▶ **Task instructions**:
Retype every line of the data below without changing anything.

— BEGIN —

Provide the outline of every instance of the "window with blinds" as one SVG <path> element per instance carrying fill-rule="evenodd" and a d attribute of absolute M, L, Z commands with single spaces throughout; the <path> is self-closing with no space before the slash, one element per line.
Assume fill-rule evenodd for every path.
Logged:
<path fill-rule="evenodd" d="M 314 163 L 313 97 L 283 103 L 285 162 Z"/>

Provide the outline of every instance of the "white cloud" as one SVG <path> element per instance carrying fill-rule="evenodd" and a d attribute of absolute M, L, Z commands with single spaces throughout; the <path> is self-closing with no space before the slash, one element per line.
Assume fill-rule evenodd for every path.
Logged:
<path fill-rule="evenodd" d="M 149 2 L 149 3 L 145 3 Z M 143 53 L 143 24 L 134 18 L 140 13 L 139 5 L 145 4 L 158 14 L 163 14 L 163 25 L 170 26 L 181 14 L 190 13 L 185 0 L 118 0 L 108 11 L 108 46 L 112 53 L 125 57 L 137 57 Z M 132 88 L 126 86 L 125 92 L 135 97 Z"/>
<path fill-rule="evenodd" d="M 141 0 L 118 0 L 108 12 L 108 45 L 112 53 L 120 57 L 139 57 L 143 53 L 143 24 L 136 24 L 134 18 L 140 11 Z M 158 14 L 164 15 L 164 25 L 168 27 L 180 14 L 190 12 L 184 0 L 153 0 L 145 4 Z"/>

— END —

▶ **Worked solution**:
Provide the outline of every instance of the "window with blinds" as one SVG <path> element per instance carrying fill-rule="evenodd" and a d attribute of absolute M, L, Z commands with single spaces throughout; the <path> is self-closing with no space before the slash, one element per line.
Assume fill-rule evenodd for every path.
Logged:
<path fill-rule="evenodd" d="M 314 163 L 313 97 L 283 103 L 285 162 Z"/>

Provide the outline of every instance of the "white cloud" as one SVG <path> element per instance carrying fill-rule="evenodd" and a d attribute of absolute M, L, Z commands with single spaces throughout; the <path> is self-closing with no space before the slash, one element per line.
Assume fill-rule evenodd for every path.
Logged:
<path fill-rule="evenodd" d="M 149 2 L 149 3 L 145 3 Z M 143 53 L 143 24 L 134 18 L 140 13 L 139 5 L 145 4 L 158 14 L 163 14 L 163 25 L 170 26 L 181 14 L 190 13 L 185 0 L 118 0 L 108 11 L 108 46 L 112 53 L 125 57 L 137 57 Z M 132 88 L 126 86 L 125 92 L 135 97 Z"/>
<path fill-rule="evenodd" d="M 141 0 L 118 0 L 108 12 L 108 45 L 112 53 L 120 57 L 139 57 L 143 53 L 143 24 L 136 24 L 134 18 L 140 11 Z M 158 14 L 164 15 L 164 25 L 168 27 L 180 14 L 190 12 L 184 0 L 153 0 L 145 4 Z"/>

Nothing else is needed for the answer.